**Extrait du document**
Jusqu’au jour où la psychologue de Calie la rappelle gentiment à l’ordre. « Elle m’a dit que ma fille avait besoin de moi », reprend la jeune maman. Sauf qu’aménager des horaires dans le secteur de la finance relève de l’impossible. Elle obtient une rupture conventionnelle et passe enfin du temps avec la fillette. Elle peut, aussi, se concentrer sur son deuil. « J’ai compris qu’on n’en sortait jamais vraiment et qu’il fallait apprendre à vivre avec », réalise-t-elle. Il faut, aussi, apprivoiser l’absence et les questions qui resteront toujours sans réponse.
Rapidement, Tiffany ressent le besoin de rencontrer d’autres personnes qui ont vécu la même chose qu’elle, « pour me dire que si elles y arrivent, je peux le faire aussi ». Elle fait la connaissance de Caroline, avec qui elle finit par créer Ressort !, une société à double casquette : les deux associées travaillent avec les entreprises dans la gestion du deuil chez les salariés, et offrent aussi une plate-forme de discussion entre personnes concernées. « J’étais vraiment en quête de sens, et aider les autres fait du bien », commente-t-elle aujourd’hui.
Plus de quatre ans après, Quentin est toujours dans son quotidien et celui de sa fille. La trentenaire pense à lui quand elle se lève, quand elle se couche. Outre les photos dans la maison, la mère de famille l’évoque tous les jours auprès de Calie, « quand on écoute une musique qu’il aimait, qu’on mange son plat préféré, raconte-t-elle. Ce n’est jamais triste ! Je veux juste que ma fille le connaisse par cœur, même si elle n’a pas de souvenirs de lui ». La jeune femme est d’ailleurs restée très proche de sa belle-famille et des amis de son défunt conjoint, pour qu’ils offrent à sa fille leurs souvenirs de Quentin.
« C’est difficile d’accepter d’aimer de nouveau »
Il n’est désormais plus le seul homme dans le quotidien de la trentenaire. « En perdant si jeune l’amour de ma vie et le père de ma fille, j’ai assez vite su que je vivrai d’autres histoires », confie Tiffany. Le déclic se fait environ deux ans après le décès de Quentin, lorsqu’elle commence à sortir la tête du sable et à mettre des mots sur sa situation. « À partir de là, on voit les choses différemment », comprend-elle.

**Consignes de travail**
1 > Dans l'extrait sur le deuil de Tiffany, avec qui fonde-t-elle la société Ressort ! ?
2 > Poursuivez l'extrait sur le deuil de Tiffany à partir de sa dernière phrase.
Ce matériel provient d'une autre source que l'extrait.

**Matériel fourni**
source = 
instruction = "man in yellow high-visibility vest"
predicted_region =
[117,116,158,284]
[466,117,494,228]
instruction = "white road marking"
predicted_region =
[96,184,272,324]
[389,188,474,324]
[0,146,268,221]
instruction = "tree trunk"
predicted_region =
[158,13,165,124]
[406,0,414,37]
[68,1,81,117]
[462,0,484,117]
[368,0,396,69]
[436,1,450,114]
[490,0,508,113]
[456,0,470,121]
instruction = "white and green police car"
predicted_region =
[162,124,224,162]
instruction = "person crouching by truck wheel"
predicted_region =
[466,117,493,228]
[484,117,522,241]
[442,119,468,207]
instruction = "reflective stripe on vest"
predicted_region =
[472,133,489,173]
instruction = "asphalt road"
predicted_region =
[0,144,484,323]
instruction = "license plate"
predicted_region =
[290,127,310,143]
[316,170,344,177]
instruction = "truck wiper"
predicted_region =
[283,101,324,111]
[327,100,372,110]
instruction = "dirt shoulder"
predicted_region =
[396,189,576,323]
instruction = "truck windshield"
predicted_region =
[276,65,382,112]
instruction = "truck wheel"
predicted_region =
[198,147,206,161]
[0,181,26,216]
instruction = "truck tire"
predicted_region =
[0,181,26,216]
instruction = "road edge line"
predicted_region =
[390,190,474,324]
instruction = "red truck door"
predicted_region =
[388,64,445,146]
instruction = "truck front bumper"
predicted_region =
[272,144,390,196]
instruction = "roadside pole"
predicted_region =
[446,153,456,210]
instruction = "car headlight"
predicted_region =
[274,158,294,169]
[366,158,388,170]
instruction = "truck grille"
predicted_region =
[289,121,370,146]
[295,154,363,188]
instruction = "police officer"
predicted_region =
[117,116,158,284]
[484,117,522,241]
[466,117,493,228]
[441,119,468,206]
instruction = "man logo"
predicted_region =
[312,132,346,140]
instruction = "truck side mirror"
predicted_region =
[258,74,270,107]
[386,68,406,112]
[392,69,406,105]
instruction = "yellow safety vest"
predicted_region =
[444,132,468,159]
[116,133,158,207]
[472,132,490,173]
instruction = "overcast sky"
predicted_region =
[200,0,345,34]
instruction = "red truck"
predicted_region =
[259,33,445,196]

**Réponses fournies**
1 > Elle la fonde avec Caroline.

2 >
Il y a un peu plus de deux ans, elle rencontre Lucas. Une histoire pas vraiment faite pour durer. À ce moment-là, la trentenaire se sent « très bien » seule avec sa fille. Finalement, le couple tient bon.
Mais Tiffany le reconnaît volontiers : elle n’a pas tiré un trait sur Quentin pour autant, loin de là. « Je n’ai pas vraiment fait un choix, j’ai l’impression d’aimer deux personnes à la fois. Il est toujours là, avec nous. On vit un peu à quatre ! », sourit-elle. « C’est difficile d’accepter d’aimer de nouveau », mais elle sait que c’est tout aussi difficile, pour son nouveau conjoint, d’accepter qu’elle « aime encore Quentin ».
Son présent, aussi heureux soit-il, ne parvient pas à lui faire oublier ce qu’il aurait pu être sans ce drame. « Ça me hante un peu, de savoir comment serait devenue ma fille si son père était encore là, et qui je serai aujourd’hui. Parce que je ne suis plus la même personne, une partie de moi est morte avec lui », décrit-elle. La nostalgie l’étreint souvent, dans les moments importants. Aux spectacles scolaires, elle ne peut jamais retenir ses larmes. Pas parce qu’elle est émue de voir sa fille sur scène, mais parce qu’elle aurait voulu que son papa soit là aussi. Face à un joli paysage, elle pense toujours à Quentin, avec qui elle a tant aimé voyager.
Pourtant, Tiffany ne veut surtout pas sombrer dans le pathos : « Nous avons eu une histoire d’amour magnifique, je suis tellement heureuse de l’avoir vécue. Tout le monde n’a pas cette chance », martèle-t-elle. Elle espère retrouver Quentin de l’autre côté. Mais d’ici là, « la vie sera longue sans lui ».